- **WHAT YOU ARE ASKED TO DO**
Word for word, set down the full listing below.

- **RECORDS SHOWN**
....

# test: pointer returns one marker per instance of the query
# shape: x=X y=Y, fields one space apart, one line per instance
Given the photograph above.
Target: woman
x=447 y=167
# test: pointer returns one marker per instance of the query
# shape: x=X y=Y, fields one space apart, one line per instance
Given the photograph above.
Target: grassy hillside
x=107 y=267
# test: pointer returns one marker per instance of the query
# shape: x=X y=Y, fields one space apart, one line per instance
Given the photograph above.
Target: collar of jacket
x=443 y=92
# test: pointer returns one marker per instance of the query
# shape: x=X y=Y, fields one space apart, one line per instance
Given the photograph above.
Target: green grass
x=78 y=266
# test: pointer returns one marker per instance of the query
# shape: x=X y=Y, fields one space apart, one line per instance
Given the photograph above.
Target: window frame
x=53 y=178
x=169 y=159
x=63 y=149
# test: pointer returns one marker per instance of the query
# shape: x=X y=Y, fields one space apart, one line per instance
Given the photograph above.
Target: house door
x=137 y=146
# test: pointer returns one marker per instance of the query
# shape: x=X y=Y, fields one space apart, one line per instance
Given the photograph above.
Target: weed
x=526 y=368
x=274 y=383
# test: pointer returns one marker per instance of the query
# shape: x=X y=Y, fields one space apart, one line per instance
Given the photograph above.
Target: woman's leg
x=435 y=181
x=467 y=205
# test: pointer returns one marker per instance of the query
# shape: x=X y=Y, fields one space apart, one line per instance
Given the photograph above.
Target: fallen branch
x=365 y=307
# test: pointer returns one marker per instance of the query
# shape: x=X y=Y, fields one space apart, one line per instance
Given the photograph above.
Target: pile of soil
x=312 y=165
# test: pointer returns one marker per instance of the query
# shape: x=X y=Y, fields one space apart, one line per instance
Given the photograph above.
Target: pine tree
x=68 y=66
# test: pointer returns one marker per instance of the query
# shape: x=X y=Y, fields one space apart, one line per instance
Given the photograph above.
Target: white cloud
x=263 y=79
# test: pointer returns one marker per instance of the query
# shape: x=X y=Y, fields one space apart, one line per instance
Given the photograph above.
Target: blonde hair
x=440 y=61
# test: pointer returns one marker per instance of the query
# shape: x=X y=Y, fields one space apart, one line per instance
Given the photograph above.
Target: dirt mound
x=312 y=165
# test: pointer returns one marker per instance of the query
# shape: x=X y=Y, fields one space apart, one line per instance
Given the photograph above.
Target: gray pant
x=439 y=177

....

- **THE ANSWER**
# test: pointer returns one marker per instance of the query
# shape: x=X y=Y, fields one space apart, one line per instance
Given the photograph above.
Target: woman
x=447 y=167
# test: pointer returns one marker per instance of the query
# shape: x=X y=Y, fields one space apart, one line per instance
Given the photograph above.
Target: grassy hillside
x=107 y=267
# test: pointer returns one marker per instance of the query
# shape: x=X y=Y, fields one space apart, one line per instance
Given the photograph above.
Target: collar of jacket
x=443 y=92
# test: pointer returns one marker per instance of the query
# shape: x=X y=Y, fields one space apart, one line per instance
Given the photograph above.
Target: green grass
x=78 y=266
# test: pointer returns one marker per instance of the query
# shape: x=X y=Y, fields one space apart, one line per instance
Given the photograph above.
Target: window frame
x=53 y=178
x=169 y=159
x=63 y=149
# test: pointer returns one marker per instance of the query
# shape: x=X y=Y, fields one space apart, one line per instance
Given the photograph above.
Target: house door
x=137 y=146
# test: pointer returns one marker per instance of the query
# shape: x=X y=Y, fields one space apart, one line per instance
Given the photograph above.
Target: weed
x=526 y=368
x=274 y=383
# test: pointer returns one marker per instance of the query
# shape: x=X y=Y, fields one space apart, one line per instance
Given the photograph above.
Target: woman's leg
x=435 y=181
x=467 y=205
# test: pointer returns one marker per instance of the query
# shape: x=X y=Y, fields one space apart, one line per instance
Given the photograph above.
Target: fallen branch
x=365 y=307
# test: pointer returns one marker per instance of the query
# shape: x=X y=Y, fields one space apart, one line per instance
Given the photograph above.
Target: pile of soil
x=312 y=165
# test: pointer returns one marker per instance of the query
# shape: x=X y=Y, fields one space apart, one line per instance
Given the photograph above.
Target: pine tree
x=68 y=66
# test: pointer returns one marker per instance of the query
# shape: x=X y=Y, fields one space apart, one line per instance
Given the photograph above.
Target: white cloud
x=263 y=79
# test: pointer returns one marker per instance of the query
# shape: x=X y=Y, fields one space apart, one line per instance
Given the photograph above.
Target: blonde hair
x=440 y=61
# test: pointer returns one marker per instance of the query
# shape: x=X y=Y, fields one space apart, one line per instance
Given the photograph above.
Target: dirt mound
x=312 y=165
# test: pointer returns one marker per instance of the query
# shape: x=X y=Y, fields one space apart, one line per instance
Given the photograph above.
Target: gray pant
x=439 y=177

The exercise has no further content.